In the listing below, find the line containing "Where can the rocky" and the line containing "Where can the sunlight". Repeat exactly those two lines and every line between them.

═══ DATA IN THIS EXERCISE ═══

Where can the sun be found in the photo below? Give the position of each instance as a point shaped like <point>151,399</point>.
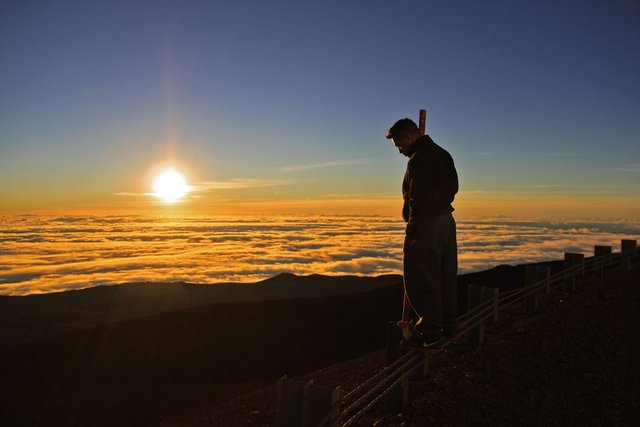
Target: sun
<point>170,186</point>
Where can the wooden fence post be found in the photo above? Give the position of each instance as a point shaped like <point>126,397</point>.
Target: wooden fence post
<point>396,399</point>
<point>601,255</point>
<point>544,273</point>
<point>475,336</point>
<point>629,249</point>
<point>489,294</point>
<point>289,406</point>
<point>320,404</point>
<point>303,403</point>
<point>531,300</point>
<point>572,260</point>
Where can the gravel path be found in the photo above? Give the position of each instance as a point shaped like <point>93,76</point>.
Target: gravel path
<point>573,363</point>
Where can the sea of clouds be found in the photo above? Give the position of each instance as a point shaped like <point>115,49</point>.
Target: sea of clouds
<point>52,253</point>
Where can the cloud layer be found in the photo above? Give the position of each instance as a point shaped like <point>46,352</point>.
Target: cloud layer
<point>47,253</point>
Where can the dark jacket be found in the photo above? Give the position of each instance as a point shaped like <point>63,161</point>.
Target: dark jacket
<point>430,184</point>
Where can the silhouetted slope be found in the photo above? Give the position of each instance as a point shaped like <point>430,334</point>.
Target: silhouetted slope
<point>28,318</point>
<point>87,356</point>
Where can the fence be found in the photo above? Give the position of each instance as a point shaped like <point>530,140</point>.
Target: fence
<point>390,386</point>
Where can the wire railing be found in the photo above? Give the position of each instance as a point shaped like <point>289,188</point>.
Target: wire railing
<point>379,386</point>
<point>362,399</point>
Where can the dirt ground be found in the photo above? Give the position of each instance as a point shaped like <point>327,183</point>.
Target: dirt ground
<point>575,362</point>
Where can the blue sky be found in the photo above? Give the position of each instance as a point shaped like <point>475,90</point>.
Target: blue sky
<point>289,101</point>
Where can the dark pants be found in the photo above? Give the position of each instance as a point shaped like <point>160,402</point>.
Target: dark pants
<point>430,275</point>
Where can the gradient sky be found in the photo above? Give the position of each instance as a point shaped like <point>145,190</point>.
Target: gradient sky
<point>283,105</point>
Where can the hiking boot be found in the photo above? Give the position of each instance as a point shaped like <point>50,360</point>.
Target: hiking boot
<point>451,335</point>
<point>422,342</point>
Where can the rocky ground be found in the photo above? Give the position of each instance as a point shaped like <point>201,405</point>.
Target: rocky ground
<point>573,363</point>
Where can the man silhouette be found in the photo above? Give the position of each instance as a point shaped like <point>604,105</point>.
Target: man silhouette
<point>430,247</point>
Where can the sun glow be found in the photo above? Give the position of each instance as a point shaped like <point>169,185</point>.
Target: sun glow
<point>170,186</point>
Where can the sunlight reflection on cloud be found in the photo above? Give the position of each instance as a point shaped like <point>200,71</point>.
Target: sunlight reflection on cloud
<point>45,254</point>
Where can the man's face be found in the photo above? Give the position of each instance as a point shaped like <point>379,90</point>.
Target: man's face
<point>403,142</point>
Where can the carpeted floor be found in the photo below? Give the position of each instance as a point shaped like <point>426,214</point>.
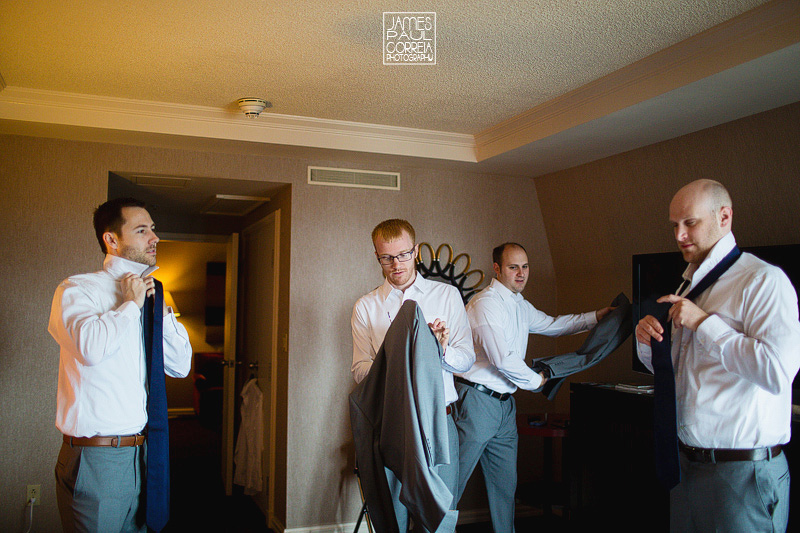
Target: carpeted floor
<point>198,501</point>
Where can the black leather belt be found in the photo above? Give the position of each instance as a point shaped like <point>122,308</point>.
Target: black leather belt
<point>486,390</point>
<point>717,455</point>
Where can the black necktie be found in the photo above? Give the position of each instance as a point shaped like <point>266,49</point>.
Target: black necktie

═══

*WRITTEN SOLUTION*:
Where can the rocky ground be found in the photo above? Give the position of each instance as a point shaped like <point>201,405</point>.
Target: rocky ground
<point>573,363</point>
Where can the man silhouette be found in the photo above? Give the position of each instance as a point shaped like <point>604,105</point>.
Target: man silhouette
<point>430,247</point>
Where can the sun glow be found in the photo above? Give the position of each instance as a point shaped like <point>169,185</point>.
Target: sun glow
<point>170,186</point>
Where can the sunlight reflection on cloud be found in the photo above? Give the position of each instance as a point shaped like <point>200,71</point>.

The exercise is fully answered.